[Records contained in a dataset]
[START]

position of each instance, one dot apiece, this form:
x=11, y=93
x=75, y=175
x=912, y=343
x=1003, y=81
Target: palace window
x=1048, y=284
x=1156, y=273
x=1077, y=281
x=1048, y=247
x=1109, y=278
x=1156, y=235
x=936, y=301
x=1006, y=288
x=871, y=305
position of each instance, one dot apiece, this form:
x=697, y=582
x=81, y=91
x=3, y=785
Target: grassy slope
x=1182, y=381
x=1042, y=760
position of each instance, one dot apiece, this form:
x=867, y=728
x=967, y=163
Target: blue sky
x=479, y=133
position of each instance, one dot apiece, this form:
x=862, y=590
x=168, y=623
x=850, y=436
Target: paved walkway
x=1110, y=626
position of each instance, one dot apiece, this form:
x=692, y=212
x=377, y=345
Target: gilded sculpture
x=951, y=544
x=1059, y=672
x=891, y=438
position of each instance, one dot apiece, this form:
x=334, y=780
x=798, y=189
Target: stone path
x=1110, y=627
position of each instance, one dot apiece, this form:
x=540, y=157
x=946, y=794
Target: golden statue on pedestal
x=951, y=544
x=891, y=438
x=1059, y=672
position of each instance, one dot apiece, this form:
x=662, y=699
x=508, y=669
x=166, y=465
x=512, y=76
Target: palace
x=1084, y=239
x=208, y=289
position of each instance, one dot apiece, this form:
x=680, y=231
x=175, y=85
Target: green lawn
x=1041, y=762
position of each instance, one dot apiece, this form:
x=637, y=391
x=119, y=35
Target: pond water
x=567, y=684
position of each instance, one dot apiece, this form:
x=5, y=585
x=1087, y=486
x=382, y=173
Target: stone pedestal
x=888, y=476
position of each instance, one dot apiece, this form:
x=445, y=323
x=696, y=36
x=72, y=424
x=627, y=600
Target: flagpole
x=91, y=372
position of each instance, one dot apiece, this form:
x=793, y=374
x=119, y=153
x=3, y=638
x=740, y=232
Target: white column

[END]

Produce an exact copy of every entry above.

RESULT OF THE EXERCISE.
position of each instance, one dot apiece, this form:
x=11, y=93
x=75, y=175
x=912, y=343
x=1003, y=81
Target: palace window
x=1048, y=284
x=1156, y=273
x=1077, y=281
x=1048, y=247
x=1109, y=278
x=1156, y=235
x=936, y=301
x=1006, y=288
x=871, y=305
position of each instance, one dot apiece, this form:
x=697, y=582
x=81, y=91
x=3, y=785
Target: grassy slope
x=1182, y=381
x=1042, y=760
position of each instance, one dot apiece, this form:
x=867, y=728
x=967, y=163
Target: blue sky
x=479, y=133
position of each instance, one dot apiece, this form:
x=862, y=590
x=168, y=623
x=850, y=436
Target: paved walkway
x=1110, y=626
position of each instance, one dot apiece, this form:
x=692, y=212
x=377, y=345
Target: gilded sculpture
x=951, y=544
x=1059, y=672
x=891, y=438
position of each instance, one dot apiece, this form:
x=334, y=780
x=798, y=189
Target: stone path
x=1110, y=627
position of each instance, one dot apiece, this form:
x=540, y=157
x=946, y=794
Target: golden statue on pedestal
x=951, y=544
x=891, y=438
x=1059, y=672
position of each instance, one dot apiece, this form:
x=662, y=699
x=508, y=669
x=166, y=465
x=512, y=76
Target: palace
x=1084, y=239
x=208, y=289
position of each instance, one dot apiece, this form:
x=680, y=231
x=175, y=85
Target: green lawn
x=1041, y=762
position of each instance, one dot apiece, this form:
x=637, y=391
x=119, y=35
Target: pond water
x=567, y=684
position of each instance, one dot apiece, this form:
x=5, y=585
x=1087, y=486
x=382, y=173
Target: stone pedestal
x=888, y=476
position of each instance, one dot apiece, this form:
x=445, y=323
x=696, y=36
x=72, y=424
x=627, y=600
Target: flagpole
x=91, y=372
position of each instance, one dot apiece, this form:
x=793, y=374
x=119, y=153
x=3, y=638
x=740, y=232
Target: white column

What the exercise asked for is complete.